Tax horror story – A case for tax planning
Imagine making a mistake worth $300k in your business… Katina Peters, one of our partners at PJS & Co. CPAs, shares a story to help all of us learn about some of the costly mistakes she has seen in the past when tax planning has not been a part of a business owners’ toolset. Disclaimer, we were not the actual tax preparers for this client. The client came to us after the fact with this situation and we were able to walk them through the process to fix the issue.
Background on the story
This client performed construction-related contracts and had what they refer to as work in process (WIP). Work in process, or WIP, is the work that is performed on a job but has not yet been billed, so no money has been collected. With this, there is a nuance in the law that requires filing under what is called percentage of completion. Basically, when this happens, the work in process is claimed as income even though no money has been collected yet. So, this client was in a rough spot because they owed taxes on something they hadn’t been paid for yet. In this situation, this was a multimillion-dollar contract and the work in process portion totaled approximately one million dollars. Our client hadn’t billed for this and they didn’t have the money for it, which was a huge tax liability that was accrued because they didn’t make the proper elections up front. In an ideal world, they would have elected previously to get cash in hand in order to be able to pay the taxes. Their election to be cash basis would have kept them from getting taxed until the cash from the job was in their bank account. They could have then taken some of that money and paid the tax. Instead, they had a $300,000 tax bill they couldn’t pay.
The solution and IRS audit
Ultimately, we were able to make the correct election and get rid of that large tax bill for this client, but that then triggered an audit. Katina explains that the audit occured “because now we’re reducing a large amount of income. The IRS wants to understand what’s going on.” We then got the client through the audit and there were many lessons learned. Unfortunately, they ended up spending money to straighten everything out, that they wouldn’t have spent if they planned ahead with a knowledgeable tax preparer. It was a very long, drawn out, stressful, and costly process that they had to go through.
This is why we are such big advocates of tax planning with a knowledgeable preparer. We have had to step in and clean up messes left behind by others and it takes time, money and mental space for the owners who have to deal with these costly mistakes. We would much rather help our clients handle things in a proactive manner so these mistakes can be avoided. Our best advice is to look for a CPA or CFO who will have consistent and regular meetings and discuss how you will be handling taxes and any necessary bills before they become a problem.
Minimize the pain
If you think you are hearing a broken record, you aren’t wrong. We say some things over and over, but we repeat them because they are important. Our hope is, the more you hear something, the more it will sink in. We are here to help you avoid stress and costly mistakes!

○ ○ ○ ○ ○ ○ ○

▸ Directive: Rewrite the tax planning story starting at "This is why" and ending at "and costly mistakes!", changing "proactive" to "forward-looking".

○ ○ ○ ○ ○ ○ ○

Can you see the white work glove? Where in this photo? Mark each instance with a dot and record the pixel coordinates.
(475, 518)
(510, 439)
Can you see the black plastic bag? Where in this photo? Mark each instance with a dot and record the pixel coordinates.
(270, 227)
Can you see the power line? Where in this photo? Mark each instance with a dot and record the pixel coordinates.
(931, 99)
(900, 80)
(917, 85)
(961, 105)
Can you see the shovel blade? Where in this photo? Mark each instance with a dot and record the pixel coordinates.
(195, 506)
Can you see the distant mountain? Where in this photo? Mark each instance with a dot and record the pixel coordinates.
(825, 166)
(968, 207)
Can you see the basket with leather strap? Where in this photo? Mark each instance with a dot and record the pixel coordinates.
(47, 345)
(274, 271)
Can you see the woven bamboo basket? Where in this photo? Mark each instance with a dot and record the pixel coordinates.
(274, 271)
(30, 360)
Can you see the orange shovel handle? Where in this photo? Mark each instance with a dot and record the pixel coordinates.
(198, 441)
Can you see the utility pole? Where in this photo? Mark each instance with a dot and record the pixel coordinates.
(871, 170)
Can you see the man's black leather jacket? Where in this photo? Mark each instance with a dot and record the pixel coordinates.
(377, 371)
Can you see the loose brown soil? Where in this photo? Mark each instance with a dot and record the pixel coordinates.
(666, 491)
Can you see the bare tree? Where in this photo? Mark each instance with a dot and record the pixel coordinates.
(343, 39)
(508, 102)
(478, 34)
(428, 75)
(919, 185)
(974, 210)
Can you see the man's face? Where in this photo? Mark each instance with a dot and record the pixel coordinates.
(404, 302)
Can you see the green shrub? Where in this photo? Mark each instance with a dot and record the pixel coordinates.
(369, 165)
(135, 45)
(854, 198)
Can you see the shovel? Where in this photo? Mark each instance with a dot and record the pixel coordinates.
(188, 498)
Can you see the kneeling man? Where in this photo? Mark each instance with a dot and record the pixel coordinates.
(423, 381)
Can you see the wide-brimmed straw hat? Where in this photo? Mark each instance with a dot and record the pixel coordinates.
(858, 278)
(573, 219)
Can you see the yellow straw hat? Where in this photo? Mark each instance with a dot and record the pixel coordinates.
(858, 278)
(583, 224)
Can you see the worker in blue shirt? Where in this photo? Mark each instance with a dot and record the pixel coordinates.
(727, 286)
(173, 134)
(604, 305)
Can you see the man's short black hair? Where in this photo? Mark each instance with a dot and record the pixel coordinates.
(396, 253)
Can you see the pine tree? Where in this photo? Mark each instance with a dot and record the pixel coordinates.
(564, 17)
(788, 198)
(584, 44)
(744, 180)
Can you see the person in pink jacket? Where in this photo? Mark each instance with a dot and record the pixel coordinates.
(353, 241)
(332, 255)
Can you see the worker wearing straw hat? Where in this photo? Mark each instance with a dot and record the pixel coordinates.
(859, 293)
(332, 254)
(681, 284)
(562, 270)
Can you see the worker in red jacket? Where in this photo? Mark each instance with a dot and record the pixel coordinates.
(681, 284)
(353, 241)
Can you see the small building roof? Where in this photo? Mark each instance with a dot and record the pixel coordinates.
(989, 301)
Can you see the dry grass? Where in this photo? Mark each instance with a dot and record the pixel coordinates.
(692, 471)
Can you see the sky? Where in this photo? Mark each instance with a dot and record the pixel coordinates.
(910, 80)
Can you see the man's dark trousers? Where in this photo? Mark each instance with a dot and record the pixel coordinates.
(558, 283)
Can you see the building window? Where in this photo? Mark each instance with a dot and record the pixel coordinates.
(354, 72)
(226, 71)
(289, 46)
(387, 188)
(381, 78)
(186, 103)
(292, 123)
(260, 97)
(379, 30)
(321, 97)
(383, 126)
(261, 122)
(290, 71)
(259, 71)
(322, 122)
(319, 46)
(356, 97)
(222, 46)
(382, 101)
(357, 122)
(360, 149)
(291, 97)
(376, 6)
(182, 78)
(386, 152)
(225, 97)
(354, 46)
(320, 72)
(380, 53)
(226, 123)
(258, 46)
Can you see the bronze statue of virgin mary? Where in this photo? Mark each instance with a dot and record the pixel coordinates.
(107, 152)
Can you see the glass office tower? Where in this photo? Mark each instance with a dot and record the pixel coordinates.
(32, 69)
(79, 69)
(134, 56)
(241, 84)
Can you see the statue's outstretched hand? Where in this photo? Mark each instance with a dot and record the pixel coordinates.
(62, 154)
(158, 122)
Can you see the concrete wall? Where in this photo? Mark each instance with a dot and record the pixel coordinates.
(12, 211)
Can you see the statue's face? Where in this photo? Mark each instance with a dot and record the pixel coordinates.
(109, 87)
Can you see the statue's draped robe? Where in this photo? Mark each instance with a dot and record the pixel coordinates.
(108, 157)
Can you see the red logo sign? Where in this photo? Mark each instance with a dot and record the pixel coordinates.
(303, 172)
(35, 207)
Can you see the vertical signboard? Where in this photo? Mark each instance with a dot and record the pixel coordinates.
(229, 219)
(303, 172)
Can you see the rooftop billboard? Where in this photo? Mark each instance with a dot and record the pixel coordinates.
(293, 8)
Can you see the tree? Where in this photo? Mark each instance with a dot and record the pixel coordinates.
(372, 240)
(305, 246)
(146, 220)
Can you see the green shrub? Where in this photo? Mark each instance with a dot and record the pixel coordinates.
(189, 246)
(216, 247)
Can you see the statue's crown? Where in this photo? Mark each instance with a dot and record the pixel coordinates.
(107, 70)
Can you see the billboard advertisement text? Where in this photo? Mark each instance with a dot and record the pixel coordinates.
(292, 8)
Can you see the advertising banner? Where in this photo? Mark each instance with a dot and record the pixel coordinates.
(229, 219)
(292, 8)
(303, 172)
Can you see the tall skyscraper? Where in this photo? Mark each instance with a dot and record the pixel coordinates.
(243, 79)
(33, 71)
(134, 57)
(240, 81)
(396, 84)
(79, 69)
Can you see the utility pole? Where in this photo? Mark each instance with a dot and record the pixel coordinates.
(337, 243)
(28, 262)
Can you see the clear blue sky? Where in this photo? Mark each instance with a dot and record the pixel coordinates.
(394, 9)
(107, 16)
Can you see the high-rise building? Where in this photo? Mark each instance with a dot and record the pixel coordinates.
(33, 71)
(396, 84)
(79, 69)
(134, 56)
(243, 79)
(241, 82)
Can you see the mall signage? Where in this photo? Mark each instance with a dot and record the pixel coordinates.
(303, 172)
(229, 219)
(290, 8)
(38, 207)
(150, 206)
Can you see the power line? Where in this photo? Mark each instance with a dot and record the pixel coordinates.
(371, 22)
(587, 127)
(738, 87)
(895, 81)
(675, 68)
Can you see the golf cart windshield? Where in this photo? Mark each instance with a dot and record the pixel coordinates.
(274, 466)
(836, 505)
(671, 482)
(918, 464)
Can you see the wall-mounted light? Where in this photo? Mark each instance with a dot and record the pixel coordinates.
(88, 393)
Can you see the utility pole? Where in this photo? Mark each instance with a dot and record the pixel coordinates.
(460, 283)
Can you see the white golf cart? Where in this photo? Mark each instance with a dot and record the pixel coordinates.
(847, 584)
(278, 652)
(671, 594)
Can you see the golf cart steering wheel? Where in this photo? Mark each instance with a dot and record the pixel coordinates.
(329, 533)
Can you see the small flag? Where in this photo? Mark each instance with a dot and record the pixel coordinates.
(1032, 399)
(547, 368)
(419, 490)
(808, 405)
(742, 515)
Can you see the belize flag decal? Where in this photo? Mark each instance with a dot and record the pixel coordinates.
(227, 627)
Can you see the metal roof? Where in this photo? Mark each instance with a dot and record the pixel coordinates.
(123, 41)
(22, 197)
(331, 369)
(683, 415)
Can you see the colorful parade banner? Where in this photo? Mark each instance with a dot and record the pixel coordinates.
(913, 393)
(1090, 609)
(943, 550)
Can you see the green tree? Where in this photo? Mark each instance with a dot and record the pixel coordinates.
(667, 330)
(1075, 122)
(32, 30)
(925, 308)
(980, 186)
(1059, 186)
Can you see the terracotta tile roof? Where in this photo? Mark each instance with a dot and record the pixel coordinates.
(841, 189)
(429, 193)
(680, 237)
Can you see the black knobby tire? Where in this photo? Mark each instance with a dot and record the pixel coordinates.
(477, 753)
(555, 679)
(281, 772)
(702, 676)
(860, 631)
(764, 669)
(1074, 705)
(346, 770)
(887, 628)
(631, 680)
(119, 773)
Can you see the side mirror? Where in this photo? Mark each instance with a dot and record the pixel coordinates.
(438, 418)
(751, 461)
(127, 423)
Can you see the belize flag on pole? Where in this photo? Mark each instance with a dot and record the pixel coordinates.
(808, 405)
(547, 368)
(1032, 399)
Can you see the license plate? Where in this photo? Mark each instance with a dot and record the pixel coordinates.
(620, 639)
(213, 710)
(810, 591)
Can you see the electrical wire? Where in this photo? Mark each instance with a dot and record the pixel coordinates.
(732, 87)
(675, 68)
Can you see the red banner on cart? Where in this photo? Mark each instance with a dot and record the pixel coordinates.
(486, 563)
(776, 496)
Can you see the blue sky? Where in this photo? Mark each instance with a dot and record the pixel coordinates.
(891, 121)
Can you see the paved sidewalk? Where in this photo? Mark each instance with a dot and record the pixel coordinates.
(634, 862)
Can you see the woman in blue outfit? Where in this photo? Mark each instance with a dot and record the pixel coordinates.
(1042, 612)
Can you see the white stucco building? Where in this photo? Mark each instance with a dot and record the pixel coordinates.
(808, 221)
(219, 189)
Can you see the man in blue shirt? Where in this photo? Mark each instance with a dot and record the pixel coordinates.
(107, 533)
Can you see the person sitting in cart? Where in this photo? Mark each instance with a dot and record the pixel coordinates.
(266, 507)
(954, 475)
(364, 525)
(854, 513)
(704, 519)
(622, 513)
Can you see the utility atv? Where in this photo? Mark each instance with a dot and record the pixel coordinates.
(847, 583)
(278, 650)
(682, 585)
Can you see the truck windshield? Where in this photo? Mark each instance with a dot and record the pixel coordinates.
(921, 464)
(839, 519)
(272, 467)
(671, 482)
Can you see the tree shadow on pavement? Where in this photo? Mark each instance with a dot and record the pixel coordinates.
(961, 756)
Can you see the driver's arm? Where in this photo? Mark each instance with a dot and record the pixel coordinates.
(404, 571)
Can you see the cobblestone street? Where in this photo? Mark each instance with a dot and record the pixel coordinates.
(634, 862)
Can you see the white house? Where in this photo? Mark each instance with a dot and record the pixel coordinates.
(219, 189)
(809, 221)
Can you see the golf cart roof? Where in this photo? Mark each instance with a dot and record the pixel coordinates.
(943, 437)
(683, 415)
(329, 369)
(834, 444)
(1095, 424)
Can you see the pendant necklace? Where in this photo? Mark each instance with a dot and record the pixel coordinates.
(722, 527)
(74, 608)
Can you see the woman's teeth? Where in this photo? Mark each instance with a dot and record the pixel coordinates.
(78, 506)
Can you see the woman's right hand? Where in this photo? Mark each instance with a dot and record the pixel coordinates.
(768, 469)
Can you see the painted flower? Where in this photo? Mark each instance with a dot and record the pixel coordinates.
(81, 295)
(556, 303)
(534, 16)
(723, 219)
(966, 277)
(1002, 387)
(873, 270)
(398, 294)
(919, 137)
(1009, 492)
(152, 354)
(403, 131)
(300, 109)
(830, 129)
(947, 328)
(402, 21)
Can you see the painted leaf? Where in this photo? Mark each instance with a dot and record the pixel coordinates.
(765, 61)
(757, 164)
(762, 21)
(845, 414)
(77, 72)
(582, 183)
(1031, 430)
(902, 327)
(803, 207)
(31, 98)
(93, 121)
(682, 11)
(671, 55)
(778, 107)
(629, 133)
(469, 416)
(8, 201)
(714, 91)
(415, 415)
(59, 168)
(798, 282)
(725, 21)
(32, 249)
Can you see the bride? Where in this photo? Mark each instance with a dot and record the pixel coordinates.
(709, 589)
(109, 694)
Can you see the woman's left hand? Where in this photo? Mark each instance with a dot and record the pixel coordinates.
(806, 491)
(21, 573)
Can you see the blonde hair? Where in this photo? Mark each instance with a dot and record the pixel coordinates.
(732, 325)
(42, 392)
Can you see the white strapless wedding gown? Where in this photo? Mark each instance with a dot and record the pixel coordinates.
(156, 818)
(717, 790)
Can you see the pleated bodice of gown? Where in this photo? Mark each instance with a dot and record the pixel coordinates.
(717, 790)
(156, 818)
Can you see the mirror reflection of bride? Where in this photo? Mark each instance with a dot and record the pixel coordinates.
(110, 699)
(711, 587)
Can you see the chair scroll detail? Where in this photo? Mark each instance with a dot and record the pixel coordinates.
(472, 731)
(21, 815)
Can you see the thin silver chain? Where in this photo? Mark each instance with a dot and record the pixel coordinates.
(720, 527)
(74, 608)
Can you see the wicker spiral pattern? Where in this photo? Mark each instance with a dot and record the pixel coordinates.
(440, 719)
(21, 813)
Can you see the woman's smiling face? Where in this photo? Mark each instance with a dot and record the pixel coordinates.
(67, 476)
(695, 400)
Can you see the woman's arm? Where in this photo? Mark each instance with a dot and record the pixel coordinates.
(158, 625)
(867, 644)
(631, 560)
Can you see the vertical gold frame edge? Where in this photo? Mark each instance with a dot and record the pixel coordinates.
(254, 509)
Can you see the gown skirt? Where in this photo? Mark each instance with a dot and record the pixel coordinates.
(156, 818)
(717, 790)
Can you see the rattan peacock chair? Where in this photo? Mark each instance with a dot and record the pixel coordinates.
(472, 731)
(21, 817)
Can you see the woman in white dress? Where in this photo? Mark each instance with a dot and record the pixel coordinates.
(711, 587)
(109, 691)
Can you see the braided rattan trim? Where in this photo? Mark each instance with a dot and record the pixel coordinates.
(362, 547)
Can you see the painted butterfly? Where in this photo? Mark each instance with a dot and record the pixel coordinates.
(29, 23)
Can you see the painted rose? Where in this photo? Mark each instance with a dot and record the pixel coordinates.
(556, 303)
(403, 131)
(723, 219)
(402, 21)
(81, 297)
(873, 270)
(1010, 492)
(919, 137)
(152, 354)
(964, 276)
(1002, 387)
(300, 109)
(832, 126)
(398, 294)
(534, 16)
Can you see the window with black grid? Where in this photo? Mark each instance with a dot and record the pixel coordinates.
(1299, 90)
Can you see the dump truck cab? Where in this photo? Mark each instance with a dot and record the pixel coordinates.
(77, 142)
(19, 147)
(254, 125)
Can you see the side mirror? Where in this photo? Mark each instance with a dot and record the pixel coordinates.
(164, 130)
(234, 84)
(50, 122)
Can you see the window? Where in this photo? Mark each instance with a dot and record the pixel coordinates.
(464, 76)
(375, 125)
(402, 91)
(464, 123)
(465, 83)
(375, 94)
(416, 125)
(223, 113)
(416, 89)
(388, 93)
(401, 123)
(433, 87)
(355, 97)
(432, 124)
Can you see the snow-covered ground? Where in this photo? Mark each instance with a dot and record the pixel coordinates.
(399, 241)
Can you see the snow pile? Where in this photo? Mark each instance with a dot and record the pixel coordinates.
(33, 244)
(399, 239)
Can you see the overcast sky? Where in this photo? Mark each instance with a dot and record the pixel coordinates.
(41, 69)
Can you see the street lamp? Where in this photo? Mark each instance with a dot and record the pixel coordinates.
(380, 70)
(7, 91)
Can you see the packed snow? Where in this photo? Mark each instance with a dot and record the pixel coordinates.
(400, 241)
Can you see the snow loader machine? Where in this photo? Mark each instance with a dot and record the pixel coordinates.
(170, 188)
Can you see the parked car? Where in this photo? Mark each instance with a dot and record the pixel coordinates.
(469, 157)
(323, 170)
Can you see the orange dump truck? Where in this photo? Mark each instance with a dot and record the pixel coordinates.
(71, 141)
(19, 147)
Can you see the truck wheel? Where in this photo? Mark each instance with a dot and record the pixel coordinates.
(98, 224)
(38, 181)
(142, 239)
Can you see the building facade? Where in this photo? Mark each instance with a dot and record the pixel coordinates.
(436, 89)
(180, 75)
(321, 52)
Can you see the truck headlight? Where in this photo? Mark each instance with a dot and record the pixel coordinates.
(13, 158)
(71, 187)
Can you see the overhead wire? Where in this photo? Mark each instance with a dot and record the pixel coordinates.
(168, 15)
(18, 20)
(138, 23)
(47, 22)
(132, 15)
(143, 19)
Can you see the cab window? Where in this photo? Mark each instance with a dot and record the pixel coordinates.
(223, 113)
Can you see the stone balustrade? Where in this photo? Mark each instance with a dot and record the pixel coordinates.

○ ○ ○ ○ ○ ○ ○

▸ Exercise answer:
This is why we are such big advocates of tax planning with a knowledgeable preparer. We have had to step in and clean up messes left behind by others and it takes time, money and mental space for the owners who have to deal with these costly mistakes. We would much rather help our clients handle things in a forward-looking manner so these mistakes can be avoided. Our best advice is to look for a CPA or CFO who will have consistent and regular meetings and discuss how you will be handling taxes and any necessary bills before they become a problem.
Minimize the pain
If you think you are hearing a broken record, you aren’t wrong. We say some things over and over, but we repeat them because they are important. Our hope is, the more you hear something, the more it will sink in. We are here to help you avoid stress and costly mistakes!